(Entries drawn from a collection)
--------------------------------------------------

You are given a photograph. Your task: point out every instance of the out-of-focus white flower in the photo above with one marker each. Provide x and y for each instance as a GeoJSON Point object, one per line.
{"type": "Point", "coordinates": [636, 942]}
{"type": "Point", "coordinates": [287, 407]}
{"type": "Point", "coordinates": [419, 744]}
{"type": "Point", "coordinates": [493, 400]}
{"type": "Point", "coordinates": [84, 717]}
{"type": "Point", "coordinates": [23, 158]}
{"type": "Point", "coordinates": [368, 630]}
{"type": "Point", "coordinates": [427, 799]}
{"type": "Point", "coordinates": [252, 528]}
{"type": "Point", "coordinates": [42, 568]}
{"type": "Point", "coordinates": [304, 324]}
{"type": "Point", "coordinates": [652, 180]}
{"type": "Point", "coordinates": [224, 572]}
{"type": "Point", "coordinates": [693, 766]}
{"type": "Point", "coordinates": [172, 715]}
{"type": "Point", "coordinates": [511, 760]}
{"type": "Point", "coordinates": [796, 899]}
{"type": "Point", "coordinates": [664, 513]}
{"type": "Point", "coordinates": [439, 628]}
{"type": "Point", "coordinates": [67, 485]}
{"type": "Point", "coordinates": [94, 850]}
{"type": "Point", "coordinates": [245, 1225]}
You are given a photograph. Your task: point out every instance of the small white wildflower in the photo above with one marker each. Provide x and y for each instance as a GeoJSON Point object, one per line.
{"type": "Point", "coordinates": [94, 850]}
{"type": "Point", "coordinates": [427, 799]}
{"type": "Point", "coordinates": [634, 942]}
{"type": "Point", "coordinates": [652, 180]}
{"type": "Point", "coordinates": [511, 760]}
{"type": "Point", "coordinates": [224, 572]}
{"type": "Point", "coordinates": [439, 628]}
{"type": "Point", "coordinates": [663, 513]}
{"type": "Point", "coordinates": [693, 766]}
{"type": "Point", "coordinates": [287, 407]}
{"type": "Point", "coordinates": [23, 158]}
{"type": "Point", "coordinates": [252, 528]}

--------------------------------------------------

**Set task**
Update the items by replacing "one marker each" with "a single marker apiece" everywhere it occurs. Keep everything else the same.

**Solution**
You are given a photograph. Your task: point out every instance of the out-of-focus white flower in the photo above with a single marker apiece. Provide x and y for each instance as a GeoJSON Point object, one per line.
{"type": "Point", "coordinates": [636, 942]}
{"type": "Point", "coordinates": [287, 407]}
{"type": "Point", "coordinates": [419, 744]}
{"type": "Point", "coordinates": [493, 400]}
{"type": "Point", "coordinates": [84, 717]}
{"type": "Point", "coordinates": [23, 158]}
{"type": "Point", "coordinates": [368, 630]}
{"type": "Point", "coordinates": [427, 799]}
{"type": "Point", "coordinates": [252, 528]}
{"type": "Point", "coordinates": [42, 568]}
{"type": "Point", "coordinates": [304, 324]}
{"type": "Point", "coordinates": [652, 180]}
{"type": "Point", "coordinates": [224, 572]}
{"type": "Point", "coordinates": [693, 766]}
{"type": "Point", "coordinates": [172, 715]}
{"type": "Point", "coordinates": [511, 760]}
{"type": "Point", "coordinates": [796, 899]}
{"type": "Point", "coordinates": [664, 513]}
{"type": "Point", "coordinates": [439, 628]}
{"type": "Point", "coordinates": [67, 485]}
{"type": "Point", "coordinates": [94, 850]}
{"type": "Point", "coordinates": [245, 1225]}
You are given a photograph. Your task: point out every instance of the small white wildflower in the photo above with a single marker apiece. Provide x and y for each instance as a GeoJSON Point object, one per line.
{"type": "Point", "coordinates": [94, 850]}
{"type": "Point", "coordinates": [427, 799]}
{"type": "Point", "coordinates": [634, 942]}
{"type": "Point", "coordinates": [652, 180]}
{"type": "Point", "coordinates": [511, 760]}
{"type": "Point", "coordinates": [224, 572]}
{"type": "Point", "coordinates": [439, 628]}
{"type": "Point", "coordinates": [663, 513]}
{"type": "Point", "coordinates": [693, 766]}
{"type": "Point", "coordinates": [287, 407]}
{"type": "Point", "coordinates": [23, 158]}
{"type": "Point", "coordinates": [252, 528]}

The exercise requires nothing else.